*DATA ENTRIES*.
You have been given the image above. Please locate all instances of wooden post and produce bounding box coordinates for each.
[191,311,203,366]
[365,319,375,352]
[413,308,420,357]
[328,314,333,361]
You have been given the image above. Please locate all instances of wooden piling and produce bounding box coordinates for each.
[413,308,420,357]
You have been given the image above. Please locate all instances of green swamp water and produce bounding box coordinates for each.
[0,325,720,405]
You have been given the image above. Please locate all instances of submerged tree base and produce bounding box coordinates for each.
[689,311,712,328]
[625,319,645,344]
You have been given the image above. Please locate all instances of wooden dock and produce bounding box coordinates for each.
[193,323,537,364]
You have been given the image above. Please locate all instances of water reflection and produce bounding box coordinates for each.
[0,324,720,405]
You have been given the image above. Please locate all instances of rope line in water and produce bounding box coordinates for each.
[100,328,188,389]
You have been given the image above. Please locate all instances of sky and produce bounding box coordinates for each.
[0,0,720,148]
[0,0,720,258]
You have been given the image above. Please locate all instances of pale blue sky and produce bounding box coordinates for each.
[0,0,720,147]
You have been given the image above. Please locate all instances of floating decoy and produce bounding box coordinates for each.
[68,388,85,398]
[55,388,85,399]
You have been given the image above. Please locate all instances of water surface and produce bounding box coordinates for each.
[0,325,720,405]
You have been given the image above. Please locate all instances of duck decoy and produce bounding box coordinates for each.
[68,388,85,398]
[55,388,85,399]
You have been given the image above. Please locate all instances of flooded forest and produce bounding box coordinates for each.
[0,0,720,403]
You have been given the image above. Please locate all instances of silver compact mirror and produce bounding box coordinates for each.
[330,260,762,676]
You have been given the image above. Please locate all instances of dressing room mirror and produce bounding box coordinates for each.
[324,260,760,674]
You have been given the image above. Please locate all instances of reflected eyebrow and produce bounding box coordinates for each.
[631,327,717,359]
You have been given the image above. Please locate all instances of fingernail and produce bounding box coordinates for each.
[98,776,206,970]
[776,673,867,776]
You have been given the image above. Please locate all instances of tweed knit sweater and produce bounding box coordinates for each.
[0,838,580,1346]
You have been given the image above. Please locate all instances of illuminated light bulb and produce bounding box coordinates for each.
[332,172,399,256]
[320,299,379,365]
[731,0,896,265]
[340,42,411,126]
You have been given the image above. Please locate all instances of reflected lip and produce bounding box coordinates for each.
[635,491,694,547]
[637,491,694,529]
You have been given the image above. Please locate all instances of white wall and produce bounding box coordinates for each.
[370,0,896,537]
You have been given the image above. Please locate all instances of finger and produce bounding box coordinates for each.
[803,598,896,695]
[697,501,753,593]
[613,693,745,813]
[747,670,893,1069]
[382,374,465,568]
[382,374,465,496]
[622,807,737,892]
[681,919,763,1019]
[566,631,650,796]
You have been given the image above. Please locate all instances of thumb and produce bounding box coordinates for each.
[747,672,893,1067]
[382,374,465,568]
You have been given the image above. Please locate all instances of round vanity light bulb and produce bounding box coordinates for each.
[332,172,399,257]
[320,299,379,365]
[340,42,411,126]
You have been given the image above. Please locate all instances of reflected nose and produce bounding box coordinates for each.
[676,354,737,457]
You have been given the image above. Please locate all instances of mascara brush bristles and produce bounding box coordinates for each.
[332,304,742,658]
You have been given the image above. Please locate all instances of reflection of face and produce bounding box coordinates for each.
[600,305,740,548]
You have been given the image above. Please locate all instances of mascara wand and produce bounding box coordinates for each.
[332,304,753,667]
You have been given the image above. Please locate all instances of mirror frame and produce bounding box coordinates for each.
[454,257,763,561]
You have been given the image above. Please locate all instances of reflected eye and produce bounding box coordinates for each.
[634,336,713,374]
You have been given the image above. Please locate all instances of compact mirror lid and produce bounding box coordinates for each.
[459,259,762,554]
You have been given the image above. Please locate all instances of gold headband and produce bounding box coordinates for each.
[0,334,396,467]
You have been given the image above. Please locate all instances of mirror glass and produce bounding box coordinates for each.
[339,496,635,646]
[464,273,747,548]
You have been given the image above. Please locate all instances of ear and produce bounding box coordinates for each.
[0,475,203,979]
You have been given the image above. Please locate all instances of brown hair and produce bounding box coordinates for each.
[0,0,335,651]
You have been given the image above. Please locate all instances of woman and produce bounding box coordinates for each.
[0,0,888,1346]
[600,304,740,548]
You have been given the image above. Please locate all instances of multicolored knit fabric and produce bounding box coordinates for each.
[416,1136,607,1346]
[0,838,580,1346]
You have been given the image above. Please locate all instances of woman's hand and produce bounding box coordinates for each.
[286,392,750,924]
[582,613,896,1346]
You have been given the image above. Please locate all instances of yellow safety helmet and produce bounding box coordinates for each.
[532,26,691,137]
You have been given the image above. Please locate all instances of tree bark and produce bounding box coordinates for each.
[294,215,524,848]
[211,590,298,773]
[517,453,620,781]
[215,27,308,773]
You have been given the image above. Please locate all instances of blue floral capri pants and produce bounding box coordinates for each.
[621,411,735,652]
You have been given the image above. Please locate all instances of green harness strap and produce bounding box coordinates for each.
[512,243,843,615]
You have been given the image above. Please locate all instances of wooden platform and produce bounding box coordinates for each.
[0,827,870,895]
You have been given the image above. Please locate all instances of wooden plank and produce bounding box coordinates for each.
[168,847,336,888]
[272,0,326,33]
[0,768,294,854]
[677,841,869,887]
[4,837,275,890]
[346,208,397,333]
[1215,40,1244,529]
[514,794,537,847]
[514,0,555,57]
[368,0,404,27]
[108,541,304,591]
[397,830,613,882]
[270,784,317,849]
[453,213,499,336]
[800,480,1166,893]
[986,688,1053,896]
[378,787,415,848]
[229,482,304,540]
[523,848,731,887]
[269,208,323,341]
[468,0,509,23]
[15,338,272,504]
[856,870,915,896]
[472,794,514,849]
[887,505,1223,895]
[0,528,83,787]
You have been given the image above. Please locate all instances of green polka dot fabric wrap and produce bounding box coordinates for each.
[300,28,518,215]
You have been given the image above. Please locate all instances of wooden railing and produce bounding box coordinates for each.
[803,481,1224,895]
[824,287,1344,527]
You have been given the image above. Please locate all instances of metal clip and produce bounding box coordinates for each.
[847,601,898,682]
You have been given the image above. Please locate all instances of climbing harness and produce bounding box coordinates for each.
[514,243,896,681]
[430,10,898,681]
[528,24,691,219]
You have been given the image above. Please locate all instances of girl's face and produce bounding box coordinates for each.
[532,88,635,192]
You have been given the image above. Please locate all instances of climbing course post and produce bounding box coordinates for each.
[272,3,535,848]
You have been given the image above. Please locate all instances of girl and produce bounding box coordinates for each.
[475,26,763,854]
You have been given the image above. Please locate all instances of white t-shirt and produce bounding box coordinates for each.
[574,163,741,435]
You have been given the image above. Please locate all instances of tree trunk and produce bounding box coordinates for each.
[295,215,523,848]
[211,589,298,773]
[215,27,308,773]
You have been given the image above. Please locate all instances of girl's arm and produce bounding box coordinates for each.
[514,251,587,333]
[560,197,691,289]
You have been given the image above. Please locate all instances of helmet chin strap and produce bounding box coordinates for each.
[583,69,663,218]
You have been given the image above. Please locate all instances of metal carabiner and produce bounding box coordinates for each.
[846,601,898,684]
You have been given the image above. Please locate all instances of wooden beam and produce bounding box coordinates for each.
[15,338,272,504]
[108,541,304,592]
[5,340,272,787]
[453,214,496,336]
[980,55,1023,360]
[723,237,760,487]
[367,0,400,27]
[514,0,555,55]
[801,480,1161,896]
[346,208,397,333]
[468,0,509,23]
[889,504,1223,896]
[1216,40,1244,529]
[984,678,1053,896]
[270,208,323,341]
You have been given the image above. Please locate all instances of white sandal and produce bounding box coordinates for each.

*EXERCISE TASK*. Put each line of the entries above into a JSON list of strings, one string per line, and leave out any blank lines.

*TASK OUTPUT*.
[
  "You have been given the image above. Please locate all instances of wooden post and produce bounding box coordinates for each.",
  "[191,311,203,366]",
  "[365,319,375,352]",
  "[413,308,420,357]",
  "[328,314,333,361]",
  "You have been given the image above. Please locate all instances of wooden piling and produce bounding box coordinates for each.",
  "[413,308,420,357]",
  "You have been given the image above. Please locate all instances of green swamp water and produce bounding box coordinates for each.",
  "[0,325,720,405]",
  "You have been given the image above. Please locate all instances of submerged tree base and produce bounding box coordinates for each.",
  "[689,311,712,328]",
  "[625,319,645,344]",
  "You have been given the image above. Please locate all instances of wooden dock and produce bounding box coordinates for each.",
  "[193,323,537,364]",
  "You have been given the image above. Please locate all instances of water reflection and produce bounding box coordinates for each.",
  "[0,324,720,405]",
  "You have been given the image above. Please locate all instances of rope line in water and produce bounding box coordinates for each.",
  "[100,328,188,389]",
  "You have been given the image above. Please locate all instances of sky and produce bounding box coordinates for each.",
  "[0,0,720,148]",
  "[0,0,720,258]",
  "You have been given the image above. Please locate all instances of pale blue sky and produce bounding box coordinates for each.",
  "[0,0,720,147]",
  "You have been given the image above. Please locate all instances of floating decoy and produce bounding box coordinates for each.",
  "[68,388,85,398]",
  "[55,388,85,399]",
  "You have been given the image above. Please locate all instances of water surface and produce bounding box coordinates for each.",
  "[0,325,720,405]",
  "You have been given the image above. Please locate all instances of duck decoy and produce bounding box coordinates for each.",
  "[68,388,85,398]",
  "[55,388,85,399]",
  "You have been given the image above. Please locate all instances of flooded forest and produce bounding box coordinates for each.",
  "[0,0,720,403]",
  "You have been given the image above. Please locate all instances of silver compact mirror and produce bounding box coordinates for each.",
  "[330,260,762,676]",
  "You have been given the image above. Please locate all instances of dressing room mirror and produce bounding box coordinates for each.",
  "[324,260,760,674]",
  "You have been given the image above. Please locate all instances of reflected eyebrow and produce bounding box coordinates for each.",
  "[631,327,717,359]",
  "You have been given the image above. Please locate all instances of fingernail and produce bounding box coordinates for each.",
  "[98,776,206,970]",
  "[776,673,867,776]",
  "You have been given the image above. Please locate all instances of tweed knit sweater and produce bounding box coordinates for each.",
  "[0,838,580,1346]",
  "You have been given the image above. Please locate all instances of illuminated light bulb and produce bounding box coordinates for each.",
  "[332,172,399,256]",
  "[320,299,379,365]",
  "[731,0,896,265]",
  "[340,42,411,126]",
  "You have been given the image above. Please locate all instances of reflected lip and produce bounding box coordinates for each.",
  "[635,491,694,547]",
  "[637,491,694,529]",
  "You have been given the image above. Please locate all instances of white wall and produce bounding box coordinates for each.",
  "[370,0,896,537]",
  "You have been given the image above. Please locate all instances of finger and produce bounding box coordinates for each.",
  "[803,598,896,695]",
  "[697,501,753,593]",
  "[613,693,745,813]",
  "[747,670,893,1069]",
  "[382,374,465,568]",
  "[382,374,465,496]",
  "[622,807,737,892]",
  "[681,919,763,1019]",
  "[566,631,650,796]",
  "You have been given the image above. Please locate all instances of thumb and produce bounding box coordinates for each.",
  "[747,672,893,1067]",
  "[382,374,465,568]",
  "You have been given the image above. Please locate all instances of round vanity light bulb and produce bounding box coordinates for each.",
  "[332,172,399,257]",
  "[320,299,379,365]",
  "[340,42,411,126]",
  "You have been given the image above. Please locate all instances of reflected nose and produce bounding box coordinates for each.",
  "[676,354,737,457]",
  "You have been given the image above. Please locate all instances of mascara brush bristles and produce bounding box coordinates for each.",
  "[332,304,742,658]",
  "You have been given the image above. Please locate all instances of reflection of face and produce bounding box coordinates for each.",
  "[600,305,740,548]",
  "You have been given the image above. Please locate all instances of mascara wand and produce bounding box coordinates for each.",
  "[332,304,753,667]",
  "You have been given the image above. Please locate all instances of mirror frame and produce bounding box coordinates for each.",
  "[454,257,763,561]",
  "You have been given the image above. Please locate all instances of reflected eye and produce bounding box coordinates for each.",
  "[634,336,713,374]",
  "You have been given the image above. Please locate all instances of compact mirror lid and produce bounding box coordinates for each.",
  "[459,259,762,554]",
  "You have been given the image above. Please locate all instances of gold headband and produce bounding box coordinates for each.",
  "[0,334,396,467]",
  "You have been given the image above. Please locate all instances of mirror glass and produce bounding box coordinates for each.",
  "[339,496,635,646]",
  "[464,273,747,548]",
  "You have been given the image above. Please locate all instances of ear and produce bounding box coordinates for each.",
  "[0,475,203,979]",
  "You have been given the image above. Please locate all instances of brown hair and produce bounding box coordinates for each.",
  "[0,0,335,651]",
  "You have been given the image above. Please locate all instances of woman and produce bounding box coordinates for each.",
  "[0,0,888,1346]",
  "[600,304,740,548]",
  "You have been given the image above. Please locate all instances of multicolored knit fabric and produce bounding box coordinates for each.",
  "[416,1136,607,1346]",
  "[0,838,580,1346]",
  "You have been given the image above. Please locate all instances of woman's hand and produce bounding box coordinates for each.",
  "[286,392,750,924]",
  "[582,613,896,1346]",
  "You have been given the image above. Please locate all instances of yellow safety helmet and produce bounding box coordinates for each.",
  "[532,26,691,137]",
  "You have been given the image above. Please locate all instances of tree bark and produce bounding box coordinates for each.",
  "[294,215,524,848]",
  "[211,590,298,773]",
  "[517,453,620,781]",
  "[215,27,308,773]",
  "You have been given the image above. Please locate all instances of blue floral capri pants and produce bounding box coordinates for each.",
  "[621,411,735,652]",
  "You have been given the image above. Please locate all instances of green harness strap and produce bounding box coordinates for each.",
  "[512,243,843,615]",
  "You have been given the image above. Please locate all instances of wooden platform and produce bounding box coordinates for each.",
  "[0,827,870,895]",
  "You have been given the image above. Please locate all instances of wooden plank and produce bounding box coordinates for each.",
  "[168,847,336,888]",
  "[272,0,326,33]",
  "[0,768,294,854]",
  "[677,841,869,887]",
  "[4,837,275,890]",
  "[346,208,397,333]",
  "[1215,40,1244,529]",
  "[514,794,537,847]",
  "[514,0,555,57]",
  "[368,0,404,27]",
  "[108,541,304,591]",
  "[397,830,613,882]",
  "[270,784,317,849]",
  "[453,213,499,336]",
  "[800,480,1166,893]",
  "[986,688,1053,896]",
  "[378,787,415,848]",
  "[229,482,304,540]",
  "[523,848,731,887]",
  "[269,208,323,341]",
  "[468,0,509,23]",
  "[15,338,272,504]",
  "[856,870,915,896]",
  "[472,794,514,849]",
  "[887,505,1223,895]",
  "[0,528,83,787]",
  "You have been given the image above. Please locate all instances of green polka dot fabric wrap and produce bounding box coordinates for each.",
  "[300,28,518,215]",
  "You have been given the image above. Please locate all instances of wooden railing and produce bounding box coordinates for each.",
  "[803,481,1224,895]",
  "[824,287,1344,527]",
  "You have been given the image above. Please locate all instances of metal clip and produce bounding box coordinates for each.",
  "[847,601,898,682]",
  "You have been given the image above. Please locate all instances of climbing harness and produce bounding box coordinates for each.",
  "[514,243,896,681]",
  "[430,10,898,681]",
  "[528,24,691,219]",
  "You have been given the image above. Please locate all instances of girl's face and produce bounding box coordinates for each.",
  "[532,88,635,192]",
  "You have been given the image above. Please locate all instances of climbing course post and produce bounding box coordinates for each.",
  "[272,3,535,848]",
  "You have been given the image above. Please locate all instances of girl and produce bounding box coordinates for each.",
  "[475,26,763,854]",
  "You have been given the image above. Please locate all instances of white t-shirt and produce bounding box coordinates for each.",
  "[574,163,741,435]",
  "You have been given the image above. Please locate all instances of tree trunk and produce bounding box coordinates for each.",
  "[295,215,523,848]",
  "[211,589,298,773]",
  "[215,27,308,773]",
  "You have been given the image above. Please locate all instances of girl's arm and produce bounding box coordinates for each.",
  "[514,251,587,333]",
  "[560,197,691,289]",
  "You have been given the image above. Please locate all instances of helmet chin strap and produce bounding box coordinates for each.",
  "[583,69,663,218]",
  "You have been given the image above. Please locate all instances of metal carabiner and produce bounding box coordinates for each.",
  "[846,601,898,684]",
  "You have been given the image above. Please locate all instances of wooden beam and produce bounding box coordinates for each.",
  "[15,338,272,504]",
  "[108,541,304,592]",
  "[5,340,272,787]",
  "[453,214,496,336]",
  "[980,55,1023,360]",
  "[723,237,760,487]",
  "[367,0,400,27]",
  "[514,0,555,55]",
  "[801,480,1161,896]",
  "[346,208,397,333]",
  "[468,0,509,23]",
  "[889,504,1223,896]",
  "[1216,40,1244,529]",
  "[984,678,1053,896]",
  "[270,208,323,341]",
  "You have been given the image above. Please locate all instances of white sandal and produce bounding box coordinates for each."
]